§ WORK INSTRUCTIONS
Please show each line in the records below that contains the string "blue", copying every such line in full.
⁂
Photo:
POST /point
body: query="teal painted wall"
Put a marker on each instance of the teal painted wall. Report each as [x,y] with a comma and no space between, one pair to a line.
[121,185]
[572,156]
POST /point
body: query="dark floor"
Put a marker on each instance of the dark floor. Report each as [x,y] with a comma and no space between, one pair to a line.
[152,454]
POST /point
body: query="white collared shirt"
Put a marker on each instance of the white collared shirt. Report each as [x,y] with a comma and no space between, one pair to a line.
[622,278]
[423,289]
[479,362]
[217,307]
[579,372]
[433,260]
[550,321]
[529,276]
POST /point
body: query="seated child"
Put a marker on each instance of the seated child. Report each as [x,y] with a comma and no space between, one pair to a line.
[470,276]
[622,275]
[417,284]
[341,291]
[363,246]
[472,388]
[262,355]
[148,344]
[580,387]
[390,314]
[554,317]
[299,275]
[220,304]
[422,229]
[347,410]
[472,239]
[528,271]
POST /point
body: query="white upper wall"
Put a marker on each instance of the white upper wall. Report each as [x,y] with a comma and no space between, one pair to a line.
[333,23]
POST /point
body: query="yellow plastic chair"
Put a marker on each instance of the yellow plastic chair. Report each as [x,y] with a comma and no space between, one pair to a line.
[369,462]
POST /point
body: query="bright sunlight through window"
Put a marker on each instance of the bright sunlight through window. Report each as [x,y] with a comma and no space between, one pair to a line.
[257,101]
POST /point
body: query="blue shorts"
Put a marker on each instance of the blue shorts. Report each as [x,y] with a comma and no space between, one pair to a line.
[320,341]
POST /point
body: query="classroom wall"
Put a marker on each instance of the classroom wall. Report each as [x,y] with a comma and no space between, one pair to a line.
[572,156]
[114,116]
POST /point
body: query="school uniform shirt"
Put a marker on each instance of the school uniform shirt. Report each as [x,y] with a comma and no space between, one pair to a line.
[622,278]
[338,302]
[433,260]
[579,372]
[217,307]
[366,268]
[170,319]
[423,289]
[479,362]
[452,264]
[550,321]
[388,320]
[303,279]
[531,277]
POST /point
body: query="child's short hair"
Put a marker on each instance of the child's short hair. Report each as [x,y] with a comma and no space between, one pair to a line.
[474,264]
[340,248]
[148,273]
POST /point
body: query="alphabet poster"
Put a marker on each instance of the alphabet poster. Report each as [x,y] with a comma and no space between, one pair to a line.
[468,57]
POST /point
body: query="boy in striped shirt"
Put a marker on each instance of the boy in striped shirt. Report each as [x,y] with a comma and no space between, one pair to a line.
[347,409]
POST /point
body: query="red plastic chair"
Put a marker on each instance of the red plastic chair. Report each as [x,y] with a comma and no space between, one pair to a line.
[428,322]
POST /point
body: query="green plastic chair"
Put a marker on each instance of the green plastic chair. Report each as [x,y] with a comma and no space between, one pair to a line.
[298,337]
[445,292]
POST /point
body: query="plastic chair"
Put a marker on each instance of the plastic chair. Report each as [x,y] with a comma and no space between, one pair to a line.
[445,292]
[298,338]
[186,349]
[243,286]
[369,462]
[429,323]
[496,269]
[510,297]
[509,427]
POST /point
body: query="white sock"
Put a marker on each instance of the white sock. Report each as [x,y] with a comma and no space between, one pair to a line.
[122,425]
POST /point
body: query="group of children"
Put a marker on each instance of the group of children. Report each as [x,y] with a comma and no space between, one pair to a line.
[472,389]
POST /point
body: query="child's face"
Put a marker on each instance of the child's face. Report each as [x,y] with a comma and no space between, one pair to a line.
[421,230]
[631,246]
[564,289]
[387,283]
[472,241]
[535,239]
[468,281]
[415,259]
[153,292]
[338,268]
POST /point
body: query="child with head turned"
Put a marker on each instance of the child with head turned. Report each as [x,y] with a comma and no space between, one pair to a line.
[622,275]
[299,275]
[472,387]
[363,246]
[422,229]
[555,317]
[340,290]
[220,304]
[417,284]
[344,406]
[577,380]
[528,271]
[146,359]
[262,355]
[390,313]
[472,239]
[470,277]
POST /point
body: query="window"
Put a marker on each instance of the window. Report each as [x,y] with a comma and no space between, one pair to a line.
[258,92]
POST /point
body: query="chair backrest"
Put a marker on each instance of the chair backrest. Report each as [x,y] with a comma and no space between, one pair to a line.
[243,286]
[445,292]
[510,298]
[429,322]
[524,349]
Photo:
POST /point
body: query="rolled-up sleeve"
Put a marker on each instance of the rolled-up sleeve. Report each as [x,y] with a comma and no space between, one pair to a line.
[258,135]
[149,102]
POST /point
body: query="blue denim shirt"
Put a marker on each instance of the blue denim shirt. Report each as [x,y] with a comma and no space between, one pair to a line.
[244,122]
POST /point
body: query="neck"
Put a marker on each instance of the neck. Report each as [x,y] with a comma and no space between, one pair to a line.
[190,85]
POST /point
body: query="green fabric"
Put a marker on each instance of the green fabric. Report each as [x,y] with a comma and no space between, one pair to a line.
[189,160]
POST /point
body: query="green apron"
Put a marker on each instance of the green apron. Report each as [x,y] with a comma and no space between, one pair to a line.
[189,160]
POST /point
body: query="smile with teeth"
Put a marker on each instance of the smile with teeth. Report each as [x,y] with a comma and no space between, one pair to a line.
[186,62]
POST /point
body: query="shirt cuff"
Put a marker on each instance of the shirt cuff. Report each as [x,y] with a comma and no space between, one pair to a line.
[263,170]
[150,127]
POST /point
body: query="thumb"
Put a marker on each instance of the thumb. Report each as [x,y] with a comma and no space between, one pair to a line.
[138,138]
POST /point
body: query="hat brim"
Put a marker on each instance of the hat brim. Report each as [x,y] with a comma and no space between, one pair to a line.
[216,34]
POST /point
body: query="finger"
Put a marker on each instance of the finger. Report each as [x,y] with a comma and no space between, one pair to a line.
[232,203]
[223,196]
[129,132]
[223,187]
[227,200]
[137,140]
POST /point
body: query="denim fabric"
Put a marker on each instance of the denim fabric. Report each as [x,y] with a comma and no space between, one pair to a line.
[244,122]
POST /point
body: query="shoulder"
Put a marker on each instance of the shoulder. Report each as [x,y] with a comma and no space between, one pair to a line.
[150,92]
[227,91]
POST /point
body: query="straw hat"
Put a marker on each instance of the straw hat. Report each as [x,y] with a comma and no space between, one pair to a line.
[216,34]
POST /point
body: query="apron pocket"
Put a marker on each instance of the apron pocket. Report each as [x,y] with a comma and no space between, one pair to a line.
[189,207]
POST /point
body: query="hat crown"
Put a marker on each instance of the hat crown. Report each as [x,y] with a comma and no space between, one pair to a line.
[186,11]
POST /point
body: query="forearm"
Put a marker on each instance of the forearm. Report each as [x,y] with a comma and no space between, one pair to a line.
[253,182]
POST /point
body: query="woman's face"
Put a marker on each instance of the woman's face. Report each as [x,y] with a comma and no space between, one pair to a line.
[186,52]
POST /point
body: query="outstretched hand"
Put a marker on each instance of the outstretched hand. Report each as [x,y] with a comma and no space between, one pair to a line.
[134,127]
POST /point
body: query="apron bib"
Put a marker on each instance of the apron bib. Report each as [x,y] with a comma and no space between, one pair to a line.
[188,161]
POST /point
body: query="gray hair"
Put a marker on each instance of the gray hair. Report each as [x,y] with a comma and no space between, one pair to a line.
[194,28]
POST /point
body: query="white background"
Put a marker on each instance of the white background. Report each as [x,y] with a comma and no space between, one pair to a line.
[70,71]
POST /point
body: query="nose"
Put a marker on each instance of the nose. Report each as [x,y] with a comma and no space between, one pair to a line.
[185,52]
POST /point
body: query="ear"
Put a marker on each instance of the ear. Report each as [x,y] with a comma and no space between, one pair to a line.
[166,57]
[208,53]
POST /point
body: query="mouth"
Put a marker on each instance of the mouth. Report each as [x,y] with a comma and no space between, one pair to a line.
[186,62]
⁂
§ EXERCISE RESPONSE
body: query="blue shorts"
Put a marker on each instance of the blue shorts. Report each as [x,y] with a comma and no space between, one pair to a line.
body: query="blue denim shirt"
Put a marker on each instance of the blue denim shirt. Report each as [x,y] with a comma and no space between, one pair to a line.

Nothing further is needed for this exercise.